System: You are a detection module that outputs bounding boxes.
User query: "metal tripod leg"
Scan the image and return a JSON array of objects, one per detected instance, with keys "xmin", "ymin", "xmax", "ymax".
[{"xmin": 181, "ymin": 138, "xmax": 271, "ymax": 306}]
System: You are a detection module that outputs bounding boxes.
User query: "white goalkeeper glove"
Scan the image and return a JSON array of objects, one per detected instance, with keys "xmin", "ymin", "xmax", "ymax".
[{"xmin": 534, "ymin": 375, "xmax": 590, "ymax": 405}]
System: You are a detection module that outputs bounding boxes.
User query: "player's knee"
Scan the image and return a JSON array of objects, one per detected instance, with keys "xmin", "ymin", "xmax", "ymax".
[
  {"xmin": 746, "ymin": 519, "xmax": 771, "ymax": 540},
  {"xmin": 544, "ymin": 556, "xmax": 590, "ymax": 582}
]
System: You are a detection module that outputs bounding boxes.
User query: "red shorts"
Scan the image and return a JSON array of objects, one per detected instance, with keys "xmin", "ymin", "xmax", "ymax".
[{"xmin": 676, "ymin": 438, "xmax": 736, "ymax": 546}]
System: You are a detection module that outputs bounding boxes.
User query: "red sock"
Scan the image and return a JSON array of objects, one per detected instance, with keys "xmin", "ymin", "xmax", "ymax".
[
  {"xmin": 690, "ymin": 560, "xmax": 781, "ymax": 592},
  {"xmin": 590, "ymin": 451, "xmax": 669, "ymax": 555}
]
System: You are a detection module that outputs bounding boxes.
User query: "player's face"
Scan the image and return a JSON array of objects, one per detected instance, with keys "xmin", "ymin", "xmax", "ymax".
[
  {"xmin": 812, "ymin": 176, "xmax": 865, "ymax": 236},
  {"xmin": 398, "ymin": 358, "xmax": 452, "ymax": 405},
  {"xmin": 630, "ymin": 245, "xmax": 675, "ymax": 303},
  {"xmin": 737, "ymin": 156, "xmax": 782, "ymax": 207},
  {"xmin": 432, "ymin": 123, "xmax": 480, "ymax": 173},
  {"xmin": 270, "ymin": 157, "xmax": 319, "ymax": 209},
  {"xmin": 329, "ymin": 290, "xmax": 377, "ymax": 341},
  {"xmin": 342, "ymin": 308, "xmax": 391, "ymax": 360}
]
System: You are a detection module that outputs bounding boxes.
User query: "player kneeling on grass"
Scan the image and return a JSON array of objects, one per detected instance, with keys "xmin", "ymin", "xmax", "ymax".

•••

→ **Stated problem**
Repeat the preceding lines exactly, please, every one of them.

→ **Reply to the task**
System: You are a detection module that outputs bounding boxes.
User query: "metal tripod leg"
Scan the image and return a JSON array of objects, one per detected instance, with keys "xmin", "ymin", "xmax", "ymax".
[{"xmin": 181, "ymin": 138, "xmax": 271, "ymax": 306}]
System: You are a detection module that outputs bounding boxes.
User query: "white goalkeeper glove"
Scan the image and return a JSON array of objects, one per detected instance, with keys "xmin", "ymin", "xmax", "ymax".
[{"xmin": 534, "ymin": 375, "xmax": 590, "ymax": 405}]
System: You are a detection module that outputs bounding boxes.
User query: "player's knee"
Scan the image and return a JSON array of objects, one per detected instance, with keys "xmin", "ymin", "xmax", "ymax".
[
  {"xmin": 746, "ymin": 519, "xmax": 771, "ymax": 540},
  {"xmin": 544, "ymin": 556, "xmax": 590, "ymax": 582}
]
System: You are a detection module that outputs bounding boxes.
User query: "red shorts"
Scan the image and return a JSON array of objects, one per detected instance, with keys "xmin", "ymin", "xmax", "ymax".
[{"xmin": 676, "ymin": 438, "xmax": 736, "ymax": 546}]
System: You are a detection module that outputs bounding boxes.
User query: "red sock"
Scan the image and return a JSON array of objects, one per detected instance, with keys "xmin", "ymin", "xmax", "ymax".
[
  {"xmin": 690, "ymin": 560, "xmax": 781, "ymax": 592},
  {"xmin": 590, "ymin": 451, "xmax": 669, "ymax": 555}
]
System: You are a detection module that outputs bounding boxes.
User query: "player's face"
Scan the image and return a JSON array of objects, one per detected instance, with keys "xmin", "ymin", "xmax", "ymax".
[
  {"xmin": 812, "ymin": 176, "xmax": 865, "ymax": 236},
  {"xmin": 398, "ymin": 358, "xmax": 452, "ymax": 405},
  {"xmin": 630, "ymin": 245, "xmax": 675, "ymax": 303},
  {"xmin": 737, "ymin": 156, "xmax": 782, "ymax": 207},
  {"xmin": 432, "ymin": 123, "xmax": 480, "ymax": 173},
  {"xmin": 270, "ymin": 157, "xmax": 319, "ymax": 209},
  {"xmin": 329, "ymin": 290, "xmax": 377, "ymax": 341},
  {"xmin": 342, "ymin": 308, "xmax": 391, "ymax": 360}
]
System: You are a detection module that outputs bounding boxes.
User query: "player kneeling on grass"
Scan the image and return a JSON array of objects, one per detected instance, with keys "xmin", "ymin", "xmax", "ymax".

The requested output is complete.